【从零手写 ClaudeCode：learn-claude-code 项目实战笔记】（8）Background Tasks (后台任务)

第八章 Background Tasks (后台任务)

s01 > s02 > s03 > s04 > s05 > s06 | s07 > [ s08 ] s09 > s10 > s11 > s12

"本专栏基于开源项目 learn-claude-code 的官方文档。原文档非常硬核，为了方便像我一样的新手小白理解，我对文档进行了逐行精读 ，并加入了很多中文注释、大白话解释和踩坑记录。希望这套'咀嚼版'教程能帮你推开 AI Agent 开发的大门。"

项目地址：shareAI-lab/learn-claude-code: Bash is all you need - A nano Claude Code--like agent, built from 0 to 1

"慢操作丢后台, agent 继续想下一步" -- 后台线程跑命令, 完成后注入通知。

一、问题-慢命令阻塞agent

有些命令要跑好几分钟: npm install、pytest、docker build。阻塞式循环下模型只能干等。用户说 "装依赖, 顺便建个配置文件", 智能体却只能一个一个来。

二、解决方案

sql 复制代码

Main thread                Background thread
+-----------------+        +-----------------+
| agent loop      |        | subprocess runs |
| ...             |        | ...             |
| [LLM call] <---+------- | enqueue(result) |
|  ^drain queue   |        +-----------------+
+-----------------+

Timeline:
Agent --[spawn A]--[spawn B]--[other work]----
             |          |
             v          v
          [A runs]   [B runs]      (parallel)
             |          |
             +-- results injected before next LLM call --+

通过把耗时命令放到后台守护线程中执行，用线程安全的通知队列在每次 LLM 调用前向 agent 传递完成结果的方法，解决了阻塞式执行慢命令（如 npm install、pytest 等）时 agent 无法同时做其他事的问题。

三、工作原理

BackgroundManager 用线程安全的通知队列追踪任务。引入的原因是s08引入了后台线程来执行耗时命令，这就产生了多线程同时访问共享数据的问题。

ruby 复制代码

class BackgroundManager:
    def __init__(self):
        self.tasks = {}                  # 任务字典
        self._notification_queue = []    # 通知队列
        self._lock = threading.Lock()    # 互斥锁 ← 关键！

run() 启动守护线程, 立即返回。

python 复制代码

def run(self, command: str) -> str:
    task_id = str(uuid.uuid4())[:8]  # 生成短ID
    self.tasks[task_id] = {"status": "running", "result": None, "command": command}
    thread = threading.Thread(
        target=self._execute,  # 线程要执行的函数
        args=(task_id, command),  # 传给函数的参数
        daemon=True  # ← 守护线程：主程序退出时自动结束
    )

(数据集条目)

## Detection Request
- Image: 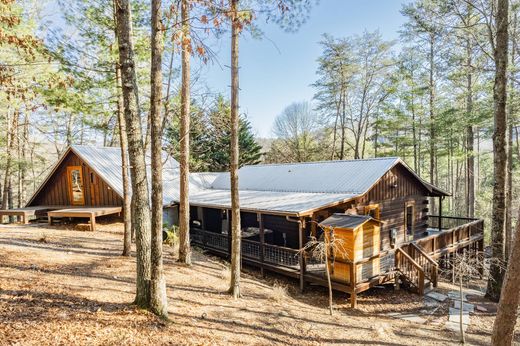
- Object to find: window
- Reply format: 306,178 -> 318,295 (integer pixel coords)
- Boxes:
365,204 -> 381,220
67,166 -> 85,205
404,201 -> 415,239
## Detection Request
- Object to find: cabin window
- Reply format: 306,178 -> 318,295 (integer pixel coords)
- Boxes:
365,204 -> 381,220
404,202 -> 415,239
67,166 -> 85,205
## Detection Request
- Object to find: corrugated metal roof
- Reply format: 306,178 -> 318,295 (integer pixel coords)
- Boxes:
212,157 -> 400,194
71,145 -> 179,204
320,214 -> 372,228
190,189 -> 355,214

**练习目标**
请把原文从“第八章 Background Tasks”开始、一直到“-- 后台线程跑命令, 完成后注入通知。”为止的部分重写一遍，并将其中的“新手小白”改成“初学者”。 完成本练习无需参考列表中的内容。

**作答内容**
第八章 Background Tasks (后台任务)

s01 > s02 > s03 > s04 > s05 > s06 | s07 > [ s08 ] s09 > s10 > s11 > s12

"本专栏基于开源项目 learn-claude-code 的官方文档。原文档非常硬核，为了方便像我一样的初学者理解，我对文档进行了逐行精读 ，并加入了很多中文注释、大白话解释和踩坑记录。希望这套'咀嚼版'教程能帮你推开 AI Agent 开发的大门。"

项目地址：shareAI-lab/learn-claude-code: Bash is all you need - A nano Claude Code--like agent, built from 0 to 1

"慢操作丢后台, agent 继续想下一步" -- 后台线程跑命令, 完成后注入通知。